Material for this task:
————
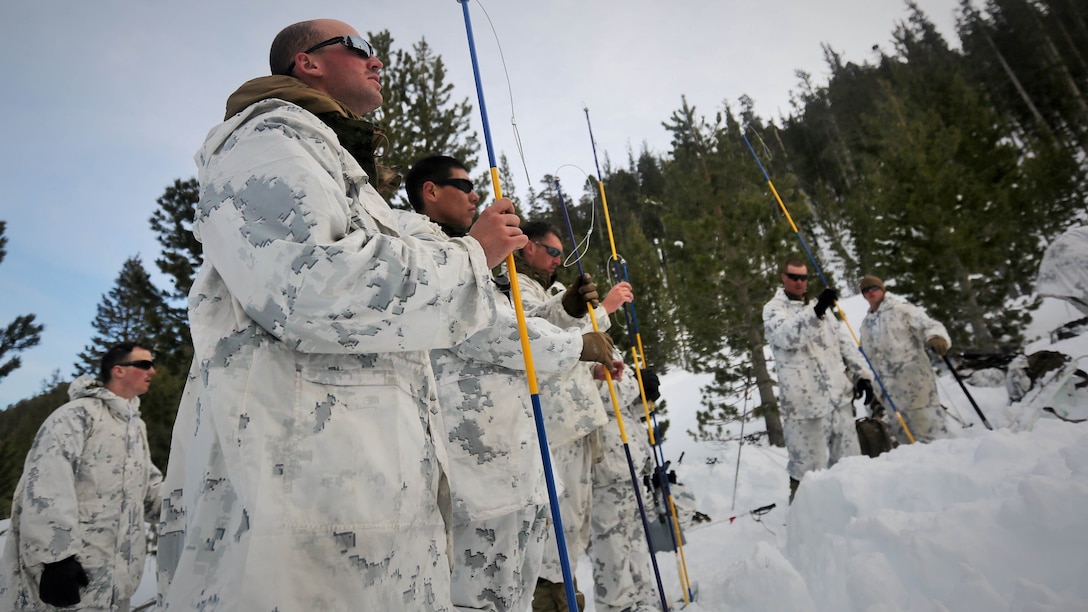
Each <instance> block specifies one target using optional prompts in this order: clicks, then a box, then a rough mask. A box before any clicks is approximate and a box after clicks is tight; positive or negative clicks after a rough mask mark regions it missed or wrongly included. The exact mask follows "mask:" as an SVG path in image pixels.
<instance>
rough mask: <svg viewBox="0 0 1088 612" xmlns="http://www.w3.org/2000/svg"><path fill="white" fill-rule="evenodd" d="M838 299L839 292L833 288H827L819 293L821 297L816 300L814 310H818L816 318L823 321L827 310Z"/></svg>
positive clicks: (816, 311)
mask: <svg viewBox="0 0 1088 612" xmlns="http://www.w3.org/2000/svg"><path fill="white" fill-rule="evenodd" d="M838 298H839V292H837V291H834V290H833V289H831V287H827V289H825V290H824V291H821V292H819V297H817V298H816V306H815V307H814V308H813V309H814V310H816V316H817V317H819V318H821V319H823V318H824V313H827V309H828V308H829V307H830V306H831V305H832V304H834V301H836V299H838Z"/></svg>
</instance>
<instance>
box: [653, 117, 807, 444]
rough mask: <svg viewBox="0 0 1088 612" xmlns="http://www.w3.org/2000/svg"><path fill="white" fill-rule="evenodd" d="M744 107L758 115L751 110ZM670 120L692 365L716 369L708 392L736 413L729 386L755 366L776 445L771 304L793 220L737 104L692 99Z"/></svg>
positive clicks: (674, 279) (684, 283) (671, 273)
mask: <svg viewBox="0 0 1088 612" xmlns="http://www.w3.org/2000/svg"><path fill="white" fill-rule="evenodd" d="M744 111H745V112H746V113H747V114H749V117H751V111H750V109H749V108H745V109H744ZM665 126H666V128H667V130H669V132H670V133H671V134H672V150H671V159H669V160H668V161H667V162H666V164H665V181H666V186H667V187H666V193H667V194H668V197H669V198H670V200H671V206H669V213H668V215H667V216H666V217H665V224H666V227H667V228H668V229H669V233H670V244H669V246H668V250H669V259H670V261H671V266H670V276H669V280H668V282H669V285H670V286H675V287H677V291H682V292H683V296H682V298H680V299H679V301H678V302H677V313H678V316H679V318H680V320H681V321H682V323H683V327H684V330H685V333H684V339H683V340H684V342H685V345H687V348H688V350H689V351H691V352H692V353H693V354H694V356H693V358H692V366H693V367H692V369H693V370H695V371H712V372H714V374H715V384H714V385H710V388H709V389H708V390H707V391H705V392H704V397H705V403H706V404H707V407H708V409H709V411H712V412H715V411H720V412H724V413H725V414H735V406H732V405H729V404H728V400H727V399H726V397H727V396H728V392H727V389H728V388H731V387H733V385H735V382H737V380H739V378H740V376H741V374H740V372H742V371H745V369H746V364H751V367H752V368H753V370H754V371H755V372H756V379H757V381H758V385H759V390H761V406H759V408H758V413H757V414H759V415H761V416H763V417H764V419H765V423H766V426H767V431H768V436H769V440H770V442H771V443H774V444H776V445H782V444H783V443H784V441H783V439H782V429H781V420H780V419H779V416H778V411H777V402H776V400H775V396H774V392H772V382H771V379H770V374H769V369H768V367H767V364H766V360H765V358H764V345H765V341H764V338H763V306H764V304H765V303H766V302H767V299H769V298H770V296H771V295H772V294H774V285H772V281H774V279H777V274H775V273H774V272H775V270H776V266H777V262H778V261H779V260H780V259H781V257H783V256H784V254H786V253H789V252H791V250H792V248H791V246H792V245H791V244H790V242H789V241H788V238H789V236H788V229H787V227H786V225H787V224H786V223H784V221H781V220H780V219H779V218H778V216H777V215H776V208H775V206H774V204H772V203H774V200H772V199H771V198H770V194H769V193H768V192H767V191H766V188H765V185H764V184H763V181H762V180H761V176H759V174H758V170H757V168H756V167H755V166H754V164H753V163H754V162H752V161H751V158H750V157H749V154H747V150H746V149H745V148H744V147H743V142H742V139H741V125H740V123H739V122H738V121H737V120H735V119H734V117H733V115H732V113H731V111H730V110H729V109H728V108H725V109H724V110H722V112H719V113H718V114H717V115H716V118H715V120H714V121H713V122H707V120H706V119H705V118H703V117H700V115H698V114H697V112H696V110H695V109H694V108H693V107H691V106H689V105H688V101H687V100H685V99H684V100H683V105H682V106H681V108H680V109H679V110H677V111H675V112H673V113H672V117H671V118H670V120H669V122H667V123H666V124H665ZM753 128H755V130H756V131H758V128H759V125H754V126H753ZM789 193H790V192H789V191H787V192H786V194H787V196H788V195H789ZM795 208H796V210H793V211H792V212H793V215H794V216H795V218H800V219H801V220H804V216H803V212H804V211H805V208H804V207H802V206H798V207H795ZM799 215H801V217H796V216H799Z"/></svg>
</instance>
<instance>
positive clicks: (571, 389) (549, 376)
mask: <svg viewBox="0 0 1088 612" xmlns="http://www.w3.org/2000/svg"><path fill="white" fill-rule="evenodd" d="M518 286H519V289H520V290H521V303H522V305H523V306H524V309H526V316H527V317H541V318H543V319H545V320H547V321H549V322H552V323H553V325H555V326H558V327H560V328H562V329H578V330H580V331H582V332H589V331H593V322H592V321H590V320H589V319H588V318H585V317H582V318H579V319H576V318H573V317H571V316H570V315H568V314H567V311H566V310H564V308H562V292H564V291H566V290H567V287H566V286H564V285H562V283H559V282H555V283H553V284H552V286H551V287H544V286H543V285H541V283H539V282H536V280H535V279H533V278H532V277H531V276H529V274H526V273H523V272H518ZM595 316H596V317H597V327H598V329H599V330H601V331H606V330H607V329H608V327H609V326H610V325H611V319H610V318H609V317H608V314H607V313H605V309H604V306H597V308H596V310H595ZM540 399H541V411H542V412H543V413H544V426H545V427H544V429H545V430H546V431H547V443H548V445H549V446H552V449H553V450H554V449H557V448H559V446H561V445H564V444H569V443H570V442H573V441H574V440H578V439H580V438H582V437H584V436H588V434H589V433H590V432H592V431H593V430H595V429H596V428H598V427H601V426H602V425H604V424H605V423H608V413H606V412H605V406H604V404H602V403H601V393H599V392H598V391H597V385H596V383H595V382H594V381H593V364H579V365H577V366H574V367H573V368H572V369H569V370H567V371H562V372H557V374H553V375H544V376H541V377H540Z"/></svg>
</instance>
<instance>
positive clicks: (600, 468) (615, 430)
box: [588, 368, 660, 612]
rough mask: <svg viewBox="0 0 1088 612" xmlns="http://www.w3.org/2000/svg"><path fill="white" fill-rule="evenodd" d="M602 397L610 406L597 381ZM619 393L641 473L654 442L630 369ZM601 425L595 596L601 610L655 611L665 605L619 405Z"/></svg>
mask: <svg viewBox="0 0 1088 612" xmlns="http://www.w3.org/2000/svg"><path fill="white" fill-rule="evenodd" d="M597 384H598V387H599V388H601V399H602V401H603V402H605V404H606V405H608V406H611V394H610V393H609V392H608V384H607V383H606V382H604V381H598V382H597ZM614 387H615V388H616V396H617V400H618V402H619V405H620V406H621V407H622V412H621V416H622V417H623V427H625V430H626V431H627V440H628V449H629V450H630V451H631V460H632V463H633V464H634V467H635V470H636V473H639V474H641V472H642V467H643V465H644V464H645V463H646V462H647V461H650V440H648V433H647V431H646V429H645V426H644V424H642V423H640V420H639V419H640V418H641V417H642V416H644V411H643V407H642V396H641V394H640V393H639V381H638V380H636V379H635V372H634V371H633V370H632V369H631V368H627V369H625V372H623V377H622V378H621V379H620V380H619V381H617V382H616V383H615V384H614ZM608 416H609V418H608V420H609V423H608V424H607V425H605V426H604V427H603V428H602V442H603V444H602V445H603V446H604V449H603V454H604V457H603V458H602V461H599V462H596V463H594V464H593V466H592V482H593V505H592V509H591V512H590V547H589V551H588V553H589V556H590V561H591V562H592V563H593V600H594V603H595V605H596V609H597V610H599V611H602V612H621V611H623V610H656V609H658V608H659V607H660V603H659V599H658V598H657V591H656V588H655V586H656V579H655V578H654V570H653V566H652V564H651V561H650V544H648V543H647V541H646V533H645V530H644V529H643V527H642V516H641V514H640V513H639V500H638V499H636V498H635V497H634V495H635V492H634V491H635V490H634V487H635V486H641V482H640V484H636V485H634V484H632V482H631V469H630V466H628V463H627V453H626V452H625V451H623V439H622V437H621V436H620V434H619V425H618V424H617V421H616V414H615V411H614V409H609V412H608Z"/></svg>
————
What to work on: State how many of the lines above contain the string "positive", with case counting, and give only the number.

Completed exercise: 5